═════ Record list

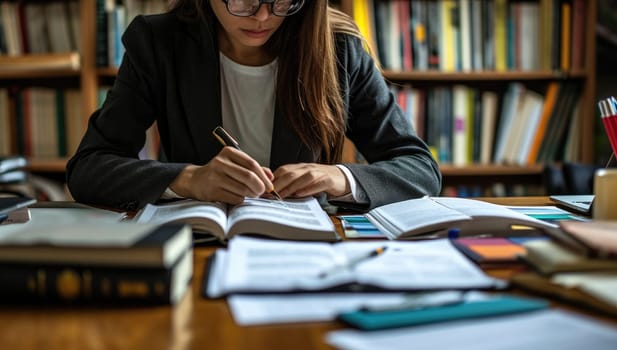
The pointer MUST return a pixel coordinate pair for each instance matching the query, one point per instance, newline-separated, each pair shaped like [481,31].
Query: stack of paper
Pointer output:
[578,265]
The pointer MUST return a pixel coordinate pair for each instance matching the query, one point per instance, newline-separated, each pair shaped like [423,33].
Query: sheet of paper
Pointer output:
[249,310]
[269,266]
[551,329]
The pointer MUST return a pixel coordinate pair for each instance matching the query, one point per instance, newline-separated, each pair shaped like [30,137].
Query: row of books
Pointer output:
[38,27]
[465,125]
[40,122]
[112,18]
[465,35]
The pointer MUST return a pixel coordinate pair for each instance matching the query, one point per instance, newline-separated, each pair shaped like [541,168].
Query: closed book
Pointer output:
[95,262]
[590,289]
[597,237]
[59,283]
[89,243]
[549,257]
[46,62]
[443,216]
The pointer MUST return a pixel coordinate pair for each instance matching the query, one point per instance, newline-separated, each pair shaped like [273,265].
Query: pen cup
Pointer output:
[605,194]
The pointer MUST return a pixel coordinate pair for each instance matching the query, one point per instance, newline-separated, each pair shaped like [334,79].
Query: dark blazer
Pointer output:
[170,73]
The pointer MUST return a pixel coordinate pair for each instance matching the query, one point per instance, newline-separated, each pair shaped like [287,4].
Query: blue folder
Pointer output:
[499,305]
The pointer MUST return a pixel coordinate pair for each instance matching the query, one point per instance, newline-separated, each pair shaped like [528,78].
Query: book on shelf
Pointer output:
[252,265]
[445,216]
[95,262]
[293,219]
[48,62]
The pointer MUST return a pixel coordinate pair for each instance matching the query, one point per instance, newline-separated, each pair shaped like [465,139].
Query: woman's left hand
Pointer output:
[308,179]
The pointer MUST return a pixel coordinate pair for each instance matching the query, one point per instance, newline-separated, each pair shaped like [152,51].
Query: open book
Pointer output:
[438,216]
[252,265]
[292,219]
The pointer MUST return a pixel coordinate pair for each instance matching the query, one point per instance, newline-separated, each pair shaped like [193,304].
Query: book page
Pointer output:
[274,266]
[291,218]
[268,265]
[415,216]
[209,217]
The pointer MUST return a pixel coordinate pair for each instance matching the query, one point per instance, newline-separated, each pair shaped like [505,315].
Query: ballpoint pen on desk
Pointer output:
[226,140]
[353,262]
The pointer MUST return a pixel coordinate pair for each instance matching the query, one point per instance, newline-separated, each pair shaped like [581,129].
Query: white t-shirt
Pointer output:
[247,97]
[249,116]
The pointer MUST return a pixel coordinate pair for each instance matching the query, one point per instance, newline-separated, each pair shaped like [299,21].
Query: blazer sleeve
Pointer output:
[400,165]
[116,133]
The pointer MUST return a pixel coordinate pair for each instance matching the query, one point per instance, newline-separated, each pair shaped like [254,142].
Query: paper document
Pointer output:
[551,329]
[257,265]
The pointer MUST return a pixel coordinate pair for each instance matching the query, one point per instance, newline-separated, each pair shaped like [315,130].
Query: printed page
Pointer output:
[551,329]
[209,217]
[304,212]
[273,266]
[297,219]
[434,264]
[267,265]
[414,216]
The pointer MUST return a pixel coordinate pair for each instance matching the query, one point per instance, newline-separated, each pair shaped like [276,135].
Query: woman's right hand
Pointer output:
[229,177]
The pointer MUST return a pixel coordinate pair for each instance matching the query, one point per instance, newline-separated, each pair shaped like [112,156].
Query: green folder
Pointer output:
[492,306]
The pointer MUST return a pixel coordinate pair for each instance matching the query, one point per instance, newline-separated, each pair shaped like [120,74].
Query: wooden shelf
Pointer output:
[434,75]
[490,170]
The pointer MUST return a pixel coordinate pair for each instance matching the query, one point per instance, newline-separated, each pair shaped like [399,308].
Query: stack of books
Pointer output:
[95,262]
[578,265]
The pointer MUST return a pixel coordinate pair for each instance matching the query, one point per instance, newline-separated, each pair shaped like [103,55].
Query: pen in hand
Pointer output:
[353,262]
[226,140]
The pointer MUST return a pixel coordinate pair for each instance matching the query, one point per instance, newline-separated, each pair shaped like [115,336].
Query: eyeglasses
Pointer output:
[246,8]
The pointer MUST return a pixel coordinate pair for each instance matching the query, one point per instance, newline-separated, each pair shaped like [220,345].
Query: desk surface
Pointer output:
[195,323]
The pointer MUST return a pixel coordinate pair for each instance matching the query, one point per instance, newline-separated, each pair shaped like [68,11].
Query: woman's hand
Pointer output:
[308,179]
[229,177]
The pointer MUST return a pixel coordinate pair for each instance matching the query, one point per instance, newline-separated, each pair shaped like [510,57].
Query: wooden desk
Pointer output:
[195,323]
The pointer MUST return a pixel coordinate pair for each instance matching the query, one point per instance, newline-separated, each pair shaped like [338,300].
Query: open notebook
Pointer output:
[578,203]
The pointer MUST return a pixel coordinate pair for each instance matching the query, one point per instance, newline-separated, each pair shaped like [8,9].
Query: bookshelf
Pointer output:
[475,173]
[88,78]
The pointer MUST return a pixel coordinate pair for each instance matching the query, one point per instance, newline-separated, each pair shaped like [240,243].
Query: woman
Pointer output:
[289,79]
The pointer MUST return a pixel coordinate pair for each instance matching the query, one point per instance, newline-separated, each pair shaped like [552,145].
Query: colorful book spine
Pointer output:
[608,113]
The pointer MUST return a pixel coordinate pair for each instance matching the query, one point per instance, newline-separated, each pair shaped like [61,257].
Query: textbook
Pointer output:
[88,243]
[451,216]
[293,219]
[253,265]
[550,256]
[96,263]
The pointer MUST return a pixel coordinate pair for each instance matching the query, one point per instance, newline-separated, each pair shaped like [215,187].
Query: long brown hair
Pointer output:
[308,93]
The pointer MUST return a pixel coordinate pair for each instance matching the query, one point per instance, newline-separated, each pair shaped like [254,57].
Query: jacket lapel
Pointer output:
[286,145]
[199,84]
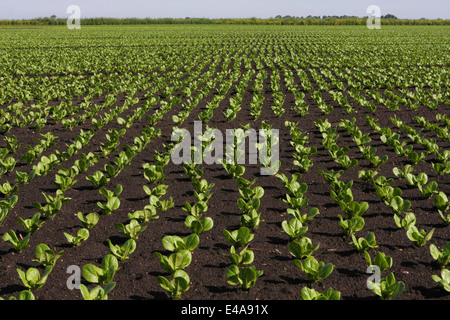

══════════

Exercise prompt
Reproduce all of the material above word for word, leaving out the pictures.

Written answer
The pointer MUST return a pixel coordinate pair for each instance matching the query, one point per instance, newline-separated, each pair shaped like [481,31].
Query: stack of paper
Pointer output:
[578,265]
The pointer MUST return a pixel coordinate pair for each instance matching the query, one point per instance, newline-separated, each pair shaped like [423,33].
Query: sheet of paper
Pointer output:
[249,310]
[269,266]
[551,329]
The pointer MUST return a pixel coordinate pair for each instance matching the query, one point per instance, newline-separated, each pair shaped like [30,137].
Query: row of books
Pointer output:
[38,27]
[465,125]
[40,122]
[112,18]
[465,35]
The pointer MUST return a pixel coordinate pair for each instance matching the query, one point per instance, newline-separated, each pair shaped like [541,168].
Query: closed book
Pointer output:
[95,262]
[590,289]
[597,237]
[59,283]
[89,243]
[549,257]
[46,62]
[443,216]
The pointer MUST return a pixel coordinate pair for each instance matching the query, one point per instance, newline-separated, each pair shaped like [273,265].
Query: pen cup
Pointer output:
[605,194]
The pointer MUST return a pixel coordinate pair for each instance matching the query, one point per instance, newline-separated, each pair shaped like [334,79].
Query: dark blazer
Pointer output:
[170,73]
The pointer MUST return a pixel coordinate pair for each instance matching the query, one point per instance, newline-separated, each pair shaped like [287,4].
Query: blue folder
Pointer output:
[499,305]
The pointer MUST return a pixel coordinate pair for each instance matching the query, one point per instance, newline-separated, each pair shaped like [528,78].
Query: book on shelf
Pointer output:
[252,265]
[445,216]
[95,262]
[293,219]
[48,62]
The pointer MUST return a pixel coordinate pair for each instance matching the query, one point per instance, newline-separated, each pair shaped like [465,139].
Query: woman's left hand
Pointer output:
[308,179]
The pointer MUST return a pixel coordinate pair for each instance matching the query, one point per instance, newline-separated, each pair shaped like [152,51].
Query: open book
Pointer output:
[438,216]
[252,265]
[292,219]
The pointer MUST return a pixel coordinate pair for each instance matching the query, one point per instance, newline-separated, each pair shaped like [193,304].
Query: book page
Pointer output:
[274,266]
[291,218]
[268,265]
[415,216]
[209,217]
The pointer MUST return a pixel coordinate pair for each instance matching the query, one point per instance, newline-separated, each pair shaped like [505,315].
Query: ballpoint pen on desk
Pointer output:
[226,140]
[353,262]
The pointer MUST return a pixel coordinate pair for each instance matching the query, one point per instance, newline-separated, each pair shaped like [581,129].
Query: white t-shirt
Pointer output:
[247,97]
[249,116]
The pointer MUST return a pixel coordinate pair for each instance matching the query, one point per instance, newline-separated, each pair shaped like [299,21].
Query: blazer sleeve
Pointer output:
[400,165]
[116,133]
The pointer MUST return a pixel coordinate pair for each instance matching the query, one point per instance, newline-separated, each pair shaped like [254,142].
Query: paper document
Pointer output:
[551,329]
[257,265]
The pointer MUST return a pixel coordinate pair for each instance matching the query, one point per instance, newline-separated, each pair shaped like [315,130].
Query: printed page
Pointer output:
[551,329]
[209,217]
[304,212]
[273,266]
[297,219]
[434,264]
[267,265]
[414,216]
The pointer MUST return a pixel coordinate pair for each instance matching the query, one point per instance, newline-separated, each pair shaped like [276,135].
Query: woman's right hand
Pointer output:
[229,177]
The pointer MUST return a pixel coordinate pair for each instance matching the query, one point per instance, newline-separated, each pair shaped like [112,156].
Query: green folder
Pointer output:
[492,306]
The pointer MUST return a pixel coordinate pair for each instance matching the query, one point per instance, newline-separated, each pair shaped like [120,74].
Query: wooden shelf
Pointer output:
[434,75]
[490,170]
The pointer MUST return a pixel coordinate pair for each instance matching the query, one point per instance, newline-separated, each pair shaped like [399,308].
Query: stack of books
Pointer output:
[95,262]
[578,265]
The pointer MUST return a pixel coordinate pair for each instance matching the query, one point per instance, newline-separated, each pair shaped like [103,55].
Query: pen in hand
Pointer output:
[353,262]
[226,140]
The pointer MUST return a pixel coordinate pair for each instance matching the query, one point per instance, newline-separated, each pair shaped like [115,336].
Query: eyeglasses
Pointer output:
[246,8]
The pointer MUST return a pixel coordinate pair for each instance matching the query, one point per instance, newline-separated, each pair shaped like [220,345].
Query: desk surface
Pointer output:
[195,323]
The pointer MUST return a pixel coordinate pair for each instance matching the query, one point per instance, newline-separated, each pair shaped like [68,11].
Query: woman's hand
Pointer output:
[308,179]
[229,177]
The pointer MUST return a pixel coordinate pair for each instance matching the query, one point per instance, newline-separated, each pair shaped like [510,57].
Query: wooden desk
Pointer output:
[195,323]
The pointer MUST return a pixel coordinate pair for each instance matching the query, one point per instance, newline-separated, each pair shaped like [338,300].
Query: open notebook
Pointer output:
[578,203]
The pointer MUST return a pixel coordinate pair for each instance matching the query, one point per instance, newline-separated, each pair shaped like [8,9].
Query: bookshelf
Pointer output:
[475,173]
[88,78]
The pointer MUST return a pixel coordinate pair for each instance matching the query, one point per instance, newline-separated, each pair shaped like [240,243].
Query: woman
Pointer output:
[289,79]
The pointer MUST return a pixel coordinate pair for each instance matching the query, one point per instance, newline-separated, each pair shaped like [552,145].
Query: colorful book spine
Pointer output:
[608,113]
The pointer MUST return a pixel coordinate pair for each instance matching the query, one point per instance, newline-separated, each pair shaped like [61,257].
Query: textbook
Pointer output:
[88,243]
[451,216]
[293,219]
[253,265]
[550,256]
[96,263]
The pointer MUST return a pixel coordinate pair for each instance matching the query, one point per instance, newline-separated, each pair shaped like [215,187].
Query: long brown hair
Pointer output:
[308,93]
The pointer MUST return a pixel coordinate pair for each instance matching the query, one point per instance, newline-separated, each pair shaped like [254,57].
Query: jacket lapel
Pointer output:
[286,145]
[199,84]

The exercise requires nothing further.